# What is needed:
Recast the records from the line with "Give the mask of every instance of the leafy" to the line with "89 44 L 100" as a Markdown table with a Row column holding the row number and a Line column holding the line, and leave out blank lines.
## START Task material
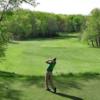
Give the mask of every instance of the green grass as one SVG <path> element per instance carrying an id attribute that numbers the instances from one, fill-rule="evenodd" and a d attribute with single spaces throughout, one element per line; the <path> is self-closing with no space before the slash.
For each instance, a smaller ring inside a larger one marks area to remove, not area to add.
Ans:
<path id="1" fill-rule="evenodd" d="M 54 83 L 44 89 L 45 61 L 57 57 Z M 100 100 L 100 49 L 75 37 L 15 41 L 0 62 L 0 100 Z"/>

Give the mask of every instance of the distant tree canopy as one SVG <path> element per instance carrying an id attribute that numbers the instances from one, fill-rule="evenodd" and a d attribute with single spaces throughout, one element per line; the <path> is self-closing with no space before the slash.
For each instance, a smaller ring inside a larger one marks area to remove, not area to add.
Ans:
<path id="1" fill-rule="evenodd" d="M 80 32 L 84 21 L 82 15 L 57 15 L 19 9 L 13 12 L 7 27 L 13 39 L 30 39 L 54 37 L 59 32 Z"/>
<path id="2" fill-rule="evenodd" d="M 100 47 L 100 9 L 96 8 L 91 11 L 86 26 L 85 39 L 88 40 L 89 45 Z"/>
<path id="3" fill-rule="evenodd" d="M 9 31 L 7 29 L 7 23 L 10 20 L 9 15 L 12 15 L 12 11 L 23 2 L 34 7 L 38 4 L 35 0 L 0 0 L 0 57 L 4 55 L 5 44 L 9 40 Z"/>

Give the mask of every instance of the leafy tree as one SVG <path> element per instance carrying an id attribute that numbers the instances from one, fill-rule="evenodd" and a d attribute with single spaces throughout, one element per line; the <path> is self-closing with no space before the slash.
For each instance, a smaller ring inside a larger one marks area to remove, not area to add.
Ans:
<path id="1" fill-rule="evenodd" d="M 6 26 L 6 15 L 11 15 L 11 11 L 18 8 L 23 2 L 34 7 L 38 4 L 35 0 L 0 0 L 0 56 L 4 55 L 5 44 L 8 40 Z"/>
<path id="2" fill-rule="evenodd" d="M 91 11 L 84 34 L 89 44 L 100 47 L 100 9 Z"/>

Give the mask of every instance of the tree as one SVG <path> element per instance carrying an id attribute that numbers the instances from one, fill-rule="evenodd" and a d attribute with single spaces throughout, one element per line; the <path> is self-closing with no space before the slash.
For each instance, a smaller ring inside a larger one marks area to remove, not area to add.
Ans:
<path id="1" fill-rule="evenodd" d="M 28 3 L 32 6 L 36 6 L 35 0 L 0 0 L 0 56 L 4 55 L 5 44 L 8 40 L 8 33 L 5 28 L 6 14 L 11 14 L 12 10 L 18 8 L 23 2 Z"/>
<path id="2" fill-rule="evenodd" d="M 100 47 L 100 9 L 93 9 L 87 21 L 85 36 L 93 47 Z"/>

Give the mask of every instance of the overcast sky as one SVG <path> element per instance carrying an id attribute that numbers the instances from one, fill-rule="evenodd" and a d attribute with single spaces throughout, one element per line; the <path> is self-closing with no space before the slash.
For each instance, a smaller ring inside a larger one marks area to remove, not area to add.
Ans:
<path id="1" fill-rule="evenodd" d="M 28 4 L 22 7 L 35 11 L 56 14 L 84 14 L 87 15 L 94 8 L 100 8 L 100 0 L 37 0 L 40 4 L 34 8 Z"/>

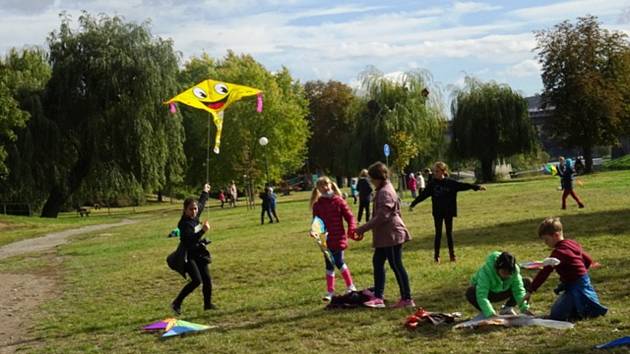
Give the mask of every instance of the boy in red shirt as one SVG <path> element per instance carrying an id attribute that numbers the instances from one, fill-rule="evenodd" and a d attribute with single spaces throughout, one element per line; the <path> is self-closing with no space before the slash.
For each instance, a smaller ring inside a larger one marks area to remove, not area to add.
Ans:
<path id="1" fill-rule="evenodd" d="M 560 285 L 554 290 L 560 294 L 551 307 L 550 318 L 558 321 L 577 320 L 605 315 L 608 309 L 599 303 L 588 275 L 593 260 L 582 246 L 564 238 L 560 218 L 549 217 L 538 226 L 538 236 L 553 248 L 551 257 L 560 260 L 557 266 L 546 266 L 538 272 L 525 298 L 529 300 L 553 272 L 560 276 Z"/>

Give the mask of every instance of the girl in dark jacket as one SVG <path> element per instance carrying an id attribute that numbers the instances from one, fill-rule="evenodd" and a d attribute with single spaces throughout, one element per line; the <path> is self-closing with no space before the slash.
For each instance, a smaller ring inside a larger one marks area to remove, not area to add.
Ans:
<path id="1" fill-rule="evenodd" d="M 206 184 L 203 192 L 199 196 L 199 201 L 195 202 L 193 198 L 184 200 L 184 211 L 177 227 L 180 230 L 180 247 L 185 257 L 185 273 L 190 276 L 190 282 L 186 284 L 179 295 L 171 303 L 171 308 L 178 315 L 181 314 L 182 302 L 191 292 L 193 292 L 200 284 L 202 284 L 203 308 L 204 310 L 214 309 L 212 304 L 212 279 L 208 264 L 210 263 L 210 252 L 206 249 L 208 241 L 203 235 L 208 231 L 210 225 L 208 221 L 199 222 L 199 215 L 208 201 L 208 193 L 210 185 Z"/>
<path id="2" fill-rule="evenodd" d="M 453 245 L 453 218 L 457 216 L 457 192 L 465 190 L 482 190 L 486 187 L 462 183 L 452 180 L 448 177 L 448 166 L 442 161 L 435 163 L 433 167 L 433 178 L 427 184 L 427 187 L 420 193 L 409 207 L 413 211 L 413 207 L 423 200 L 431 197 L 433 207 L 433 223 L 435 226 L 435 240 L 433 243 L 434 254 L 433 259 L 436 263 L 440 263 L 440 243 L 442 241 L 442 223 L 446 226 L 446 241 L 448 242 L 448 253 L 451 262 L 455 262 L 455 249 Z"/>

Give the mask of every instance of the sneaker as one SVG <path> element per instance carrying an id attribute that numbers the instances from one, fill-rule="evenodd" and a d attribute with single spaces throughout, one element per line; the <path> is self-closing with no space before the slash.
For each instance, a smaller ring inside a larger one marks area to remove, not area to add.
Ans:
<path id="1" fill-rule="evenodd" d="M 382 309 L 382 308 L 385 308 L 385 302 L 383 301 L 383 299 L 379 299 L 375 297 L 371 300 L 364 302 L 363 306 L 371 307 L 373 309 Z"/>
<path id="2" fill-rule="evenodd" d="M 326 294 L 324 294 L 324 296 L 322 296 L 322 301 L 330 302 L 334 295 L 335 295 L 335 293 L 329 291 Z"/>
<path id="3" fill-rule="evenodd" d="M 516 316 L 516 310 L 512 306 L 503 306 L 499 311 L 499 315 L 508 315 L 508 316 Z"/>
<path id="4" fill-rule="evenodd" d="M 413 299 L 400 299 L 393 307 L 397 309 L 416 307 L 416 303 L 413 301 Z"/>
<path id="5" fill-rule="evenodd" d="M 171 303 L 171 310 L 173 310 L 173 312 L 175 312 L 175 314 L 178 316 L 182 314 L 182 308 L 175 303 Z"/>

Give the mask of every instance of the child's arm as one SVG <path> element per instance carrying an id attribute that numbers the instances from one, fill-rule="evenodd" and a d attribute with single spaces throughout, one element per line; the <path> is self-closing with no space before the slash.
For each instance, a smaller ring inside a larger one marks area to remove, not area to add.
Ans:
<path id="1" fill-rule="evenodd" d="M 409 209 L 413 209 L 413 207 L 415 207 L 417 204 L 420 204 L 423 200 L 429 198 L 431 194 L 433 194 L 433 183 L 429 183 L 427 188 L 422 190 L 420 195 L 418 195 L 416 199 L 411 202 L 411 205 L 409 205 Z"/>

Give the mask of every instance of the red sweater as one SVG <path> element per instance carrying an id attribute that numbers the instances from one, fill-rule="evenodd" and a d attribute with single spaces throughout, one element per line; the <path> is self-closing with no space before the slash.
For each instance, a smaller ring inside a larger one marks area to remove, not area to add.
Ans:
<path id="1" fill-rule="evenodd" d="M 343 198 L 335 195 L 332 198 L 319 197 L 313 204 L 313 216 L 320 217 L 326 225 L 328 240 L 326 244 L 331 250 L 345 250 L 348 247 L 348 236 L 343 227 L 343 219 L 348 223 L 348 233 L 354 233 L 357 222 Z"/>
<path id="2" fill-rule="evenodd" d="M 560 281 L 563 283 L 573 282 L 588 273 L 588 268 L 593 262 L 591 256 L 582 251 L 582 246 L 573 240 L 562 240 L 556 243 L 550 257 L 560 260 L 560 264 L 555 269 L 560 276 Z M 547 280 L 553 269 L 554 267 L 547 266 L 539 271 L 529 291 L 536 291 Z"/>

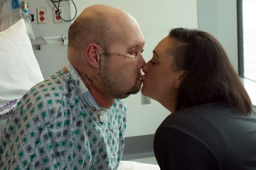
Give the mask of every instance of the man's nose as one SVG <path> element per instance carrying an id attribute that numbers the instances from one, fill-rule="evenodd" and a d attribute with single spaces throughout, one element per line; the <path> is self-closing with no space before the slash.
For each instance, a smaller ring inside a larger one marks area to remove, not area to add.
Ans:
<path id="1" fill-rule="evenodd" d="M 139 57 L 138 59 L 139 60 L 139 64 L 138 65 L 138 69 L 141 69 L 142 67 L 145 64 L 146 62 L 145 61 L 142 54 L 139 55 L 138 57 Z"/>

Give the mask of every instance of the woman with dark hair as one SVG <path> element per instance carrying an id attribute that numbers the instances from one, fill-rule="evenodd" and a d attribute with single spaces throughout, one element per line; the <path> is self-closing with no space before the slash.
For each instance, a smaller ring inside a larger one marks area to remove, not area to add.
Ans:
<path id="1" fill-rule="evenodd" d="M 142 92 L 172 113 L 155 134 L 161 169 L 256 169 L 256 113 L 220 42 L 176 28 L 143 67 Z"/>

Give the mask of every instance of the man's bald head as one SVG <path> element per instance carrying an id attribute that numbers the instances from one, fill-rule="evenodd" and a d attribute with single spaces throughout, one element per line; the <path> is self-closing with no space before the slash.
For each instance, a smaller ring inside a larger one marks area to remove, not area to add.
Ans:
<path id="1" fill-rule="evenodd" d="M 122 36 L 127 27 L 134 26 L 139 28 L 137 21 L 124 10 L 104 5 L 90 6 L 70 25 L 68 47 L 82 50 L 95 42 L 106 51 L 109 43 Z"/>

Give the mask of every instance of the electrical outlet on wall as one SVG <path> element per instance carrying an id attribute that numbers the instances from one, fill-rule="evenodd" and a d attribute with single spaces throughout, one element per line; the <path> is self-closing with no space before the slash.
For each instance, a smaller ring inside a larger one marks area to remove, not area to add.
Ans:
<path id="1" fill-rule="evenodd" d="M 53 7 L 53 22 L 54 23 L 62 23 L 64 21 L 61 19 L 63 16 L 62 8 L 59 7 L 59 10 L 55 7 Z"/>
<path id="2" fill-rule="evenodd" d="M 37 23 L 47 23 L 46 9 L 45 7 L 36 8 Z"/>

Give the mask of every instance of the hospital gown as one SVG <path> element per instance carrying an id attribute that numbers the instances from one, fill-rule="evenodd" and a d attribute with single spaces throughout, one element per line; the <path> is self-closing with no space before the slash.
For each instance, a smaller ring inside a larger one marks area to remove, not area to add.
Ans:
<path id="1" fill-rule="evenodd" d="M 59 71 L 17 103 L 0 141 L 1 169 L 116 169 L 124 150 L 126 109 L 116 100 L 101 123 Z"/>

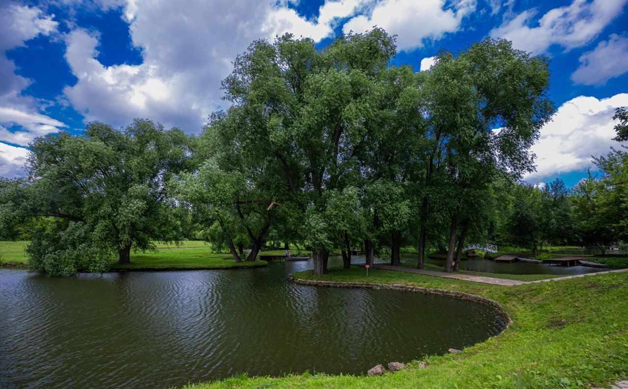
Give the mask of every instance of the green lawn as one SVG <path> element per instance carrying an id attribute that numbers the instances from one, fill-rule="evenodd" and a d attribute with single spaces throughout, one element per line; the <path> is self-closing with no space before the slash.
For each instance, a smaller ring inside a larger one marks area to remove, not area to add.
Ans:
<path id="1" fill-rule="evenodd" d="M 25 267 L 26 255 L 24 248 L 29 242 L 0 241 L 0 265 Z"/>
<path id="2" fill-rule="evenodd" d="M 238 376 L 187 388 L 547 388 L 607 387 L 628 376 L 628 274 L 505 287 L 374 269 L 311 271 L 302 279 L 402 284 L 466 292 L 502 305 L 513 320 L 498 336 L 462 353 L 430 356 L 381 377 Z M 359 324 L 357 324 L 359 325 Z M 321 331 L 335 331 L 334 328 Z M 399 328 L 420 334 L 432 329 Z M 382 363 L 388 361 L 381 361 Z"/>
<path id="3" fill-rule="evenodd" d="M 24 248 L 28 242 L 0 242 L 0 258 L 8 266 L 26 266 Z M 203 242 L 185 241 L 181 245 L 157 244 L 156 252 L 131 253 L 131 263 L 118 265 L 112 270 L 169 270 L 193 269 L 229 269 L 264 266 L 266 261 L 236 263 L 229 254 L 213 253 Z"/>
<path id="4" fill-rule="evenodd" d="M 401 266 L 406 267 L 416 267 L 416 262 L 401 262 Z M 425 264 L 424 269 L 435 272 L 445 272 L 445 268 L 441 266 L 433 265 L 431 264 Z M 544 280 L 548 278 L 556 278 L 565 277 L 560 274 L 502 274 L 501 273 L 482 273 L 481 272 L 470 272 L 468 270 L 459 270 L 460 274 L 468 274 L 469 275 L 478 275 L 482 277 L 490 277 L 492 278 L 501 278 L 507 280 L 517 280 L 519 281 L 536 281 L 537 280 Z"/>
## END Task material
# The reply:
| Row | Line |
|---|---|
| 1 | Give the mask of every instance of the leafy tree as one SVG <path> element per instance carrying an id attribute that numbers the instances from one, fill-rule="evenodd" and a d attribute with single spaces throughout, one element per line; the <path> is self-closing with no space before the slash. |
| 2 | For each instance, a smaller ring inside a larger one marks area to remove, not area to add. |
| 3 | Ans: |
| 4 | <path id="1" fill-rule="evenodd" d="M 6 26 L 6 15 L 11 15 L 11 11 L 18 8 L 23 2 L 34 7 L 38 4 L 35 0 L 0 0 L 0 56 L 4 55 L 5 44 L 8 40 Z"/> |
| 5 | <path id="2" fill-rule="evenodd" d="M 91 11 L 84 34 L 89 44 L 100 47 L 100 9 Z"/> |